Each record below should be returned exactly, with its pictures left out.
Data for the task START
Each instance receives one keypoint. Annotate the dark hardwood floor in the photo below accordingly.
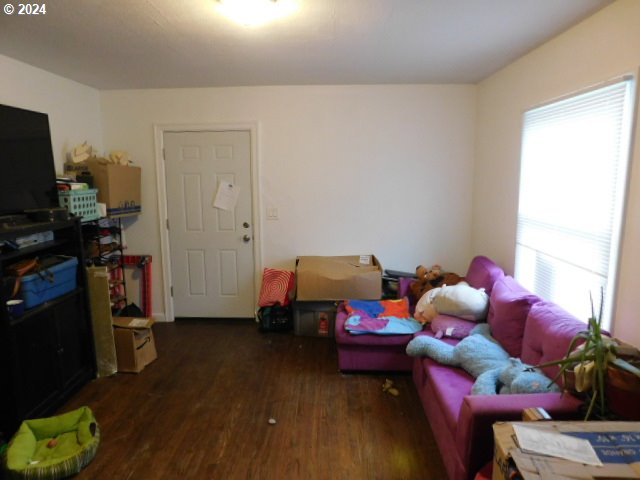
(201, 411)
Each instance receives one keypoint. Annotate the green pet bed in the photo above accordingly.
(54, 447)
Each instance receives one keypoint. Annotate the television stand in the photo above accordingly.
(15, 220)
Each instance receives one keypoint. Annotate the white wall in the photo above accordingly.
(73, 108)
(602, 47)
(351, 169)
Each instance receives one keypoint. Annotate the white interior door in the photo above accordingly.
(211, 248)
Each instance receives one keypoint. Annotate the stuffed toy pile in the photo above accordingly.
(429, 278)
(482, 357)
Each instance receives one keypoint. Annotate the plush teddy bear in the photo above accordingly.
(429, 278)
(483, 358)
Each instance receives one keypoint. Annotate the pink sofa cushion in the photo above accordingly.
(448, 326)
(509, 306)
(483, 273)
(547, 335)
(449, 385)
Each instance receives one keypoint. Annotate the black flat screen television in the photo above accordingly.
(27, 169)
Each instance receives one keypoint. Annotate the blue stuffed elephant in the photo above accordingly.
(482, 357)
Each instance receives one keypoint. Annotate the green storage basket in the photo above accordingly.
(82, 203)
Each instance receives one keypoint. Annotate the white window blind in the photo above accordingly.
(572, 187)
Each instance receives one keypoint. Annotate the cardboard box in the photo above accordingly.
(339, 278)
(135, 345)
(616, 443)
(118, 187)
(314, 319)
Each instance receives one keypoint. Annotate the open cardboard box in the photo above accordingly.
(338, 278)
(118, 186)
(617, 445)
(135, 345)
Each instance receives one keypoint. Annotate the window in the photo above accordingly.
(572, 185)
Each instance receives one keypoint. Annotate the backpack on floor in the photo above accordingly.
(275, 318)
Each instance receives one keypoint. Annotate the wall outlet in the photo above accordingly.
(272, 213)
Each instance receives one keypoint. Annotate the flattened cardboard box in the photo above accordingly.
(135, 345)
(617, 445)
(338, 278)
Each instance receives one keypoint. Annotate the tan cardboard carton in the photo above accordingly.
(338, 278)
(135, 345)
(118, 186)
(617, 445)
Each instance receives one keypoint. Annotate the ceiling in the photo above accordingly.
(123, 44)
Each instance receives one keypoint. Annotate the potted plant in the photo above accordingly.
(597, 366)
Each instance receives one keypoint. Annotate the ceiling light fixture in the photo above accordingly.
(256, 12)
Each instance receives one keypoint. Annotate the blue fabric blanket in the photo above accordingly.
(373, 317)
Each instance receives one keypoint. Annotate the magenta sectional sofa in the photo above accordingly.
(527, 327)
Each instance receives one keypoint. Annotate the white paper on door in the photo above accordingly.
(227, 196)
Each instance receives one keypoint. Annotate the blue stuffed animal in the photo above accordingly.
(482, 357)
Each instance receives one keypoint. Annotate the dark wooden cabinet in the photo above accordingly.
(47, 353)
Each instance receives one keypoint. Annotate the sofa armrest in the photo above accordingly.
(478, 413)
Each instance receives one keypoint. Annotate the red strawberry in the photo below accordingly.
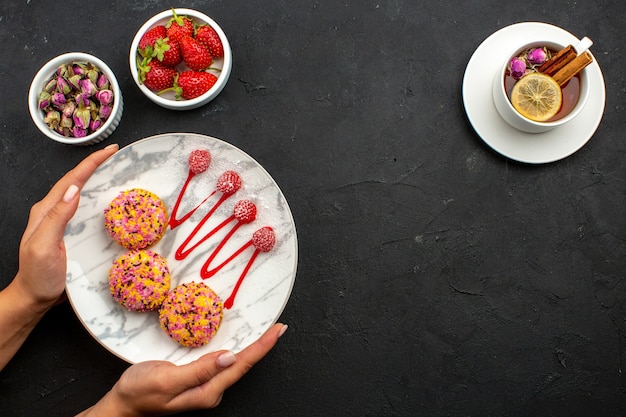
(151, 36)
(195, 83)
(245, 211)
(264, 239)
(178, 27)
(208, 37)
(229, 182)
(168, 52)
(195, 55)
(156, 76)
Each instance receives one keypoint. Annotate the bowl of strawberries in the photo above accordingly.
(180, 59)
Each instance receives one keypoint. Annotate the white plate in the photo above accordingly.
(159, 164)
(535, 148)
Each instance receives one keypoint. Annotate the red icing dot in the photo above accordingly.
(199, 160)
(229, 182)
(245, 211)
(264, 239)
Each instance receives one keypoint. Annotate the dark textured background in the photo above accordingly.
(436, 278)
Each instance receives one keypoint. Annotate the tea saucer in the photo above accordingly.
(533, 148)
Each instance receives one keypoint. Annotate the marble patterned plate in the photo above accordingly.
(160, 164)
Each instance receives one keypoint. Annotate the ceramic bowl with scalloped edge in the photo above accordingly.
(46, 73)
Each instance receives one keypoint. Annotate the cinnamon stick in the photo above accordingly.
(572, 68)
(558, 61)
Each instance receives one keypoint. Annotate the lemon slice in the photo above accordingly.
(537, 96)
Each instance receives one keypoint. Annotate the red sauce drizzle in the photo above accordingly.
(184, 249)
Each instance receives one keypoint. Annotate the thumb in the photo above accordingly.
(56, 219)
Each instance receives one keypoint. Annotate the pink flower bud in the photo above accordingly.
(50, 86)
(81, 118)
(63, 86)
(52, 119)
(58, 100)
(103, 82)
(77, 132)
(66, 121)
(518, 68)
(104, 97)
(79, 69)
(68, 109)
(88, 87)
(105, 112)
(537, 56)
(74, 81)
(44, 99)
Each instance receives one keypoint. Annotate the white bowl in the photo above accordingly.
(45, 74)
(513, 117)
(168, 100)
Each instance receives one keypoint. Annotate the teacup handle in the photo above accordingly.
(584, 44)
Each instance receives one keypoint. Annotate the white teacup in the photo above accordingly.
(512, 116)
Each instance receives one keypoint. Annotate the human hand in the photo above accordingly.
(42, 258)
(158, 388)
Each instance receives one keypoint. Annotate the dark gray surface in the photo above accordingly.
(436, 278)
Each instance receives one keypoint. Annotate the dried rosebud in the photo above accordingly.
(105, 112)
(88, 87)
(82, 100)
(58, 100)
(93, 75)
(66, 121)
(63, 86)
(69, 108)
(518, 68)
(52, 119)
(62, 71)
(77, 132)
(95, 124)
(103, 82)
(44, 99)
(81, 118)
(79, 69)
(537, 56)
(104, 97)
(74, 81)
(50, 86)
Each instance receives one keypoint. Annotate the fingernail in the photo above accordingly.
(70, 193)
(226, 359)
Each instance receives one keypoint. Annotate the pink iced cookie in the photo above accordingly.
(136, 218)
(191, 314)
(139, 280)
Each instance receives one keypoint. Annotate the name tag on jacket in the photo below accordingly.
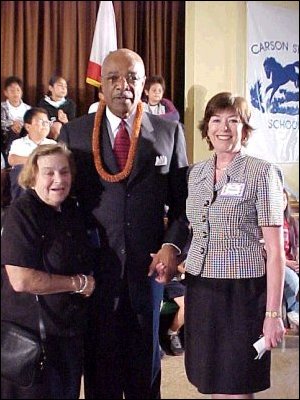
(233, 189)
(161, 160)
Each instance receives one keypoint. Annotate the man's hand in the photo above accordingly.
(164, 264)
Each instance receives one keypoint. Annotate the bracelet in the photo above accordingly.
(73, 282)
(272, 314)
(84, 285)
Data for the task END
## Answer area
Each instance receives one keypoint. Annotate the dark hardwood floor in the photo below accordingly.
(201, 411)
Each instance receives one keypoint. Annotate the green pet bed in the photo above accordingly.
(54, 447)
Each instance receives one keypoint. Annotate the television stand in the photo above accordingly.
(15, 220)
Each instance receives one keypoint. Annotate the white wall in the photo above accordingly.
(73, 108)
(602, 47)
(351, 169)
Each instance receives one keypoint. Annotate the white interior door in the photo above accordingly.
(211, 248)
Each instance receives one keypoint. Annotate the stuffed toy pile in the photo above accordingly.
(429, 278)
(482, 357)
Each instance receives one keypoint. Annotate the plush teddy bear in the photo above accordingly.
(429, 278)
(483, 358)
Each instance receives one keypoint. Annotate the pink sofa cushion in the photo above accordingly.
(448, 326)
(509, 306)
(483, 273)
(547, 335)
(449, 385)
Each instance receives one keypoint. Annotate the black flat screen television in the photo above accordingly.
(27, 169)
Each instance receives one keypoint. Annotate the blue stuffed elephant in the photo above accordingly.
(482, 357)
Each instance receives one keypoint. Annotate the green storage basket in the photo above accordingly.
(82, 203)
Each instance receives one keypoint. Annotate the white window blind in the photo above accordingly.
(572, 187)
Each instance receives one keypoint. Annotate the cardboard box in the photo above accordingly.
(339, 278)
(135, 345)
(616, 443)
(118, 187)
(314, 319)
Each instance receives one keypoint. Annotate the open cardboard box in the photo above accordingly.
(338, 278)
(118, 186)
(617, 445)
(135, 345)
Each instance receives one keypoint. Annotate the window in the photo above accordingly.
(572, 185)
Each instance receives one keypoint. Annotate the backpack on floor in the photo above accordingly.
(275, 318)
Each instance receives one keypoint. Annotate the wall outlet in the photo above accordingly.
(272, 213)
Each instance receives one keypoint. Annotate the flattened cardboard box in the photo above accordingly.
(135, 345)
(617, 445)
(338, 278)
Each instance receives one keypoint. Annotate the tan cardboard carton in the photo above accordingly.
(338, 278)
(135, 345)
(118, 186)
(617, 445)
Each instance receives one keypoint. Annotate the ceiling in the photo above accordingly.
(123, 44)
Each instance receives one keypoint. Annotate the potted plant in the photo above accordingly.
(597, 366)
Each instance receives one keypoint. Annotate the ceiling light fixture in the photo above accordingly.
(256, 12)
Each instance receives one keypoint. Annotate the blue fabric blanket in the photo above accordingly.
(373, 317)
Each instance receives one keypoint. Annotate the magenta sectional sofa in the photo above accordingly.
(527, 327)
Each instance receives one keypoint. Annotate the white paper on door in the photo above accordingly.
(227, 196)
Each instance receives one keypoint. Annotate the blue stuffed animal in the photo above accordingly.
(482, 357)
Each instance receives one keypoint. Annotate the dark wooden cabinet in the photo above accordingly.
(47, 353)
Each instance receives one keypoint. Annotate the sofa armrest in the photo above accordingly.
(478, 413)
Each instance receives one keypoint. Annotate the red strawberry in the photo below accordingly.
(151, 36)
(195, 83)
(245, 211)
(264, 239)
(178, 27)
(208, 37)
(229, 182)
(168, 52)
(195, 55)
(156, 76)
Each instance receives one keypoint. Annotate the bowl of strawberries in the photo above accordingly.
(180, 59)
Each instance receives one keypoint. Annotate the white plate in the photo above accordingly.
(159, 164)
(535, 148)
Each instance receives one keypoint. Annotate the red icing dot in the photo above accordingly.
(199, 160)
(229, 182)
(245, 211)
(264, 239)
Each instance receives one keypoint. Annotate the dark textured background in the photo above accordingly.
(436, 278)
Each instance receives one keypoint. Annotate the tea saucer in the photo above accordingly.
(533, 148)
Each instance receives one keypoint. Annotate the marble patterned plate in the photo above accordingly.
(160, 164)
Each instance receives one keypoint. Annotate the ceramic bowl with scalloped edge in the photo above accordingly.
(46, 73)
Each instance receives one keypoint. Annotate the cinnamon stick in the photo above accordingly.
(572, 68)
(558, 61)
Each instance receives one keypoint. Annotate the lemon slice in the photo above accordingly.
(537, 96)
Each instance receives one keypoint. Annotate the red sauce drizzle in the photo above accordingly.
(184, 249)
Each instance receives one keypoint. Annotate the thumb in the photo above accordingly.
(56, 219)
Each instance receives one keypoint. Annotate the pink flower bud in the photo above accordingly.
(50, 86)
(81, 118)
(63, 86)
(52, 119)
(58, 100)
(103, 82)
(77, 132)
(66, 121)
(518, 68)
(104, 97)
(79, 69)
(68, 109)
(88, 87)
(105, 112)
(537, 56)
(74, 81)
(44, 99)
Each instance receives one keypoint. Annotate the white bowl in the photo above accordingly.
(45, 74)
(513, 117)
(168, 100)
Each instance receives one keypoint. Annotate the teacup handle in the photo above accordingly.
(584, 44)
Each instance receives one keypoint. Annotate the white teacup in the photo above accordingly.
(512, 116)
Each instance receives one keypoint. Annotate the human hand in the photo above accordingly.
(42, 258)
(158, 388)
Each instance receives one keypoint. Annotate the dark gray surface in the photo above accordingly.
(436, 278)
Each instance receives one keypoint. Annotate the dried rosebud in the photo above accordingly.
(105, 112)
(88, 87)
(82, 100)
(58, 100)
(93, 75)
(66, 121)
(63, 86)
(69, 108)
(518, 68)
(52, 119)
(62, 71)
(77, 132)
(95, 124)
(103, 82)
(44, 99)
(81, 118)
(79, 69)
(537, 56)
(104, 97)
(74, 81)
(50, 86)
Each instance receives one keypoint. Annotate the fingernail in the photo above accordingly.
(70, 193)
(226, 359)
Each instance receives one keypoint. Annotate the pink iced cookie in the photo above accordingly.
(136, 218)
(191, 314)
(139, 280)
Each instance receives one keypoint. Annotate the name tag on jacket in the photo below accordingly.
(233, 189)
(161, 160)
Each instance receives one keypoint. Annotate the man's hand in the photo above accordingly.
(164, 264)
Each instance receives one keypoint. Annotate the bracelet in the photo above accordingly.
(73, 282)
(272, 314)
(84, 285)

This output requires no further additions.